> _PROVIDED RECORDS_
------------------------------------------------

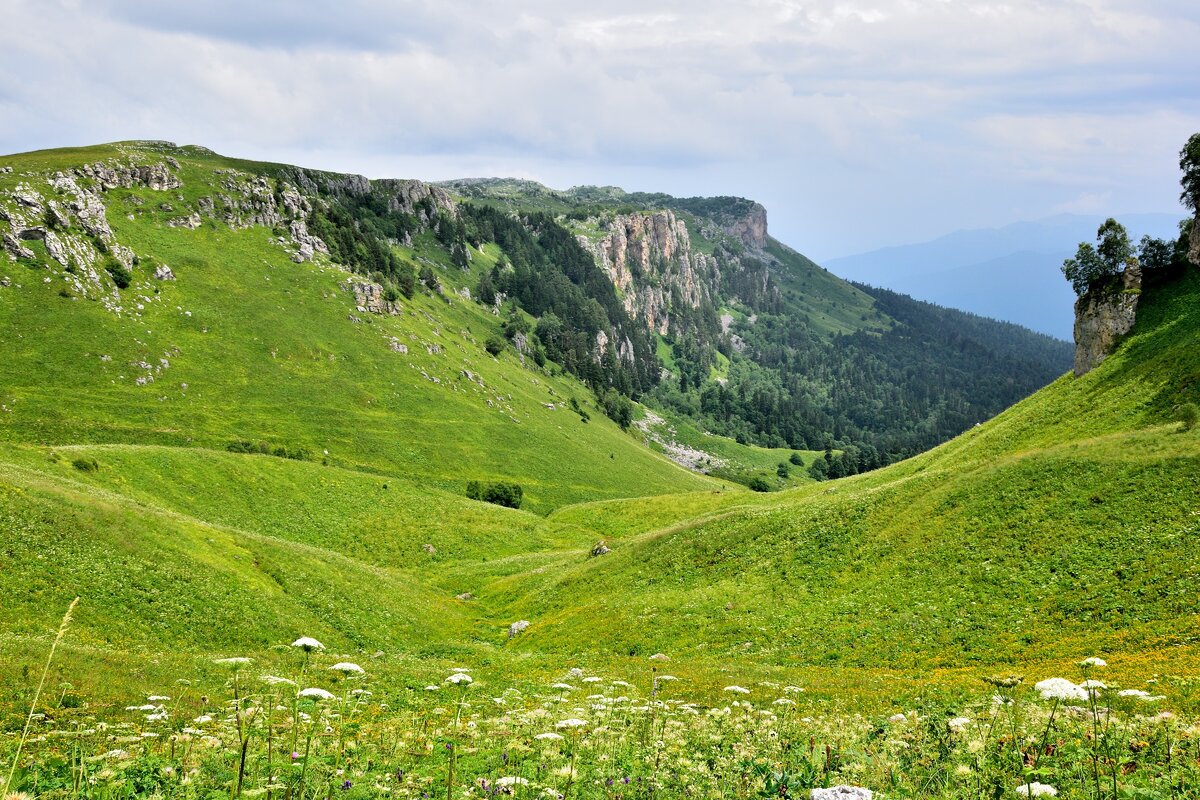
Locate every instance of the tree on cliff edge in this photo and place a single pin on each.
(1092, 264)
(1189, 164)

------------------------------------------------

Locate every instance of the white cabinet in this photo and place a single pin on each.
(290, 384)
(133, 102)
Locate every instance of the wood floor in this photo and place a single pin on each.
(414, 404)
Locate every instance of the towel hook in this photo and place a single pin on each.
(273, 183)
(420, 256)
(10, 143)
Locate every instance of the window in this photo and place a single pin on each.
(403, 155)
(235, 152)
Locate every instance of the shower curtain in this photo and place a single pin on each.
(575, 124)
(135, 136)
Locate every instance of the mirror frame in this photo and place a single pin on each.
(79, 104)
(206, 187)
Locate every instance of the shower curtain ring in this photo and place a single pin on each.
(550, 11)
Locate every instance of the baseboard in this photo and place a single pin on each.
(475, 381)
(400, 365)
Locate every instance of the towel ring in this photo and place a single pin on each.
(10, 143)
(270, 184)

------------------------------------------------

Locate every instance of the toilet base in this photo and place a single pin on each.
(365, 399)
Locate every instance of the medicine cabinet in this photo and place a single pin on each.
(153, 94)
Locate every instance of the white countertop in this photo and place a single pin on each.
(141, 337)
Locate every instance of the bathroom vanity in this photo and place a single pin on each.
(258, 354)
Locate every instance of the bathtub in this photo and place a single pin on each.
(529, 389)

------------------------------------------------

> _YOUR OBJECTIVE_
Convert the entries in the stretch from the line containing "Locate every instance of the tree" through the line containing "(1189, 164)" into a two-column CSV with columns named text and answer. Use one row per entry, putting each value in a single quoted field and replacing line breaks with spaces.

> _OUTPUT FOR THIS TASK_
text,answer
"Locate every instance of the tree on cliff edge in this photo and place a single pin on each.","(1092, 264) (1189, 164)"